**TASK REQUIREMENTS**. List every individual person named in the essay below, spelling each name as the essay does.

**EXCERPT**.
Love Isn’t Everything, Not Anymore
Most love stories begin with a man and a woman, who start the film disliking each other and then fall in love by the end of the last act. We’ve come to accept this as some kind of disillusioned childhood gospel, and growing up, that feeling we had as she and he kissed and would be together forever became something we wanted to find for ourselves.
But love isn’t everything.
In the moment, sure, we can believe that she and he in the film began their lives together in unison and found that balance of sex and friendship. With their culturally approved jobs, they bought a beautiful house in upstate New York, within walking distance of a train line, that also got them into the city quick enough to go shopping at the weekends but with enough distance that their children will grow up in perfect suburbia with an effective neighbourhood watch. That’s fine in the movies, but not everyone can have this dream.
Love cannot be the basis for everything because the very definition of love itself varies. Sid and Nancy, Monica and Bill, and we all saw the photos of Rhianna’s face. These were all actions of apparent love, whether they were right or not. Love is flimsy and elusive, and we bandied around the word easily to whoever or whatever the recipient.
Since time began, people have believed that love is all-encompassing. As long as you love and are loved, you’ll be fine; all you need is love. But no, the Beatles were wrong. Perhaps in the ’60s, when the baby boom was in full swing, and you could have a mortgage without a job or a deposit, maybe all you did need was love, but now? That can’t be all.
Our lives aren’t so simple anymore. We’re expected to get a good job, meet the right person, get married, buy a house and fill it with laughing cherubs. Then, once we’re accomplished in our field, we’ll retire early and look after our grandchildren while baking an apple pie in the kitchen of the large house we kept living in, instead of downsizing because our children all left to pursue their own lives. This isn’t practical, and the raw and ugly truth is very different.

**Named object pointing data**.
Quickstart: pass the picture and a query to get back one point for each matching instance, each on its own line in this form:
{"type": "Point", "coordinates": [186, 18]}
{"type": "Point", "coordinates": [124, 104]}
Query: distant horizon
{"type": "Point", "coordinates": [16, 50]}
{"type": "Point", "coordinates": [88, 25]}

**EXERCISE SOLUTION**. Sid, Nancy, Monica, Bill, Rhianna